| SOURCE DOCUMENT |
▶

Metadata-Version: 2.4
Name: m3u8-extractor
Version: 1.1.0
Summary: Extract videos from web pages and download with yt-dlp
License-Expression: AGPL-3.0-only
Requires-Python: >=3.11
Description-Content-Type: text/markdown
License-File: LICENSE
Requires-Dist: selenium==4.41.0
Requires-Dist: yt-dlp==2026.3.17
Provides-Extra: dev
Requires-Dist: ruff==0.15.6; extra == "dev"
Dynamic: license-file

# m3u8-extractor

Extract m3u8 stream URLs from web pages and download them
with [yt-dlp](https://github.com/yt-dlp/yt-dlp). Uses Selenium to
render JavaScript-heavy pages, then hands the discovered stream
URL to yt-dlp for reliable downloading.

## Features

- **Automatic m3u8 extraction** — loads pages with headless
  Chrome, finds m3u8 URLs in the rendered source
- **Smart extractor routing** — tries yt-dlp's native extractors
  first, falls back to Selenium m3u8 only when needed
- **Three config sources** — CLI flags, environment variables,
  and TOML config file (priority: CLI > env > TOML > defaults)
- **URL rules** — pattern-matched per-site config in TOML
  (e.g. always use audio-only for music sites)

◀

| EXERCISE TASK A |
Copy the records below line for line, without changing anything.

| EXTRACTED INFORMATION |
▶

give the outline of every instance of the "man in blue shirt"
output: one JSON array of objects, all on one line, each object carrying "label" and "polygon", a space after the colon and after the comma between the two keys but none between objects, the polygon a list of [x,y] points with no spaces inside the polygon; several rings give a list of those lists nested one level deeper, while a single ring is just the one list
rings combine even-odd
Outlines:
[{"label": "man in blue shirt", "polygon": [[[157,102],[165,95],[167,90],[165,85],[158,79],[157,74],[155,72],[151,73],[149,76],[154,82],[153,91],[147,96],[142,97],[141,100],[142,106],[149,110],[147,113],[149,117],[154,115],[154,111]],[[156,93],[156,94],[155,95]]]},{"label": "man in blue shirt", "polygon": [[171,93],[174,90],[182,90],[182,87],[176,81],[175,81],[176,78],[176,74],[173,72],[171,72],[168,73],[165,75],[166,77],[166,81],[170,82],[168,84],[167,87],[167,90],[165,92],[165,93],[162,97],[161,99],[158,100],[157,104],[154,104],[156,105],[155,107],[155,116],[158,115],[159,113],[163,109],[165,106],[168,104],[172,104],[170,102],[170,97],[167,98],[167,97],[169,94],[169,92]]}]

◀

| EXERCISE TASK B |
In the m3u8-extractor description, what priority order is given for the config sources?

| FINAL RESULT A |
give the outline of every instance of the "man in blue shirt"
output: one JSON array of objects, all on one line, each object carrying "label" and "polygon", a space after the colon and after the comma between the two keys but none between objects, the polygon a list of [x,y] points with no spaces inside the polygon; several rings give a list of those lists nested one level deeper, while a single ring is just the one list
rings combine even-odd
Outlines:
[{"label": "man in blue shirt", "polygon": [[[157,102],[165,95],[167,90],[165,85],[158,79],[157,74],[155,72],[151,73],[149,76],[154,82],[153,91],[147,96],[142,97],[141,100],[142,106],[149,110],[147,113],[149,117],[154,115],[154,111]],[[156,93],[156,94],[155,95]]]},{"label": "man in blue shirt", "polygon": [[171,93],[174,90],[182,90],[182,87],[176,81],[175,81],[176,78],[176,74],[173,72],[171,72],[168,73],[165,75],[166,77],[166,81],[170,82],[168,84],[167,87],[167,90],[165,92],[165,93],[162,97],[161,99],[158,100],[157,104],[154,104],[156,105],[155,107],[155,116],[158,115],[159,113],[163,109],[165,106],[168,104],[172,104],[170,102],[170,97],[167,98],[167,97],[169,94],[169,92]]}]

| FINAL RESULT B |
CLI flags, then environment variables, then the TOML config file, then defaults.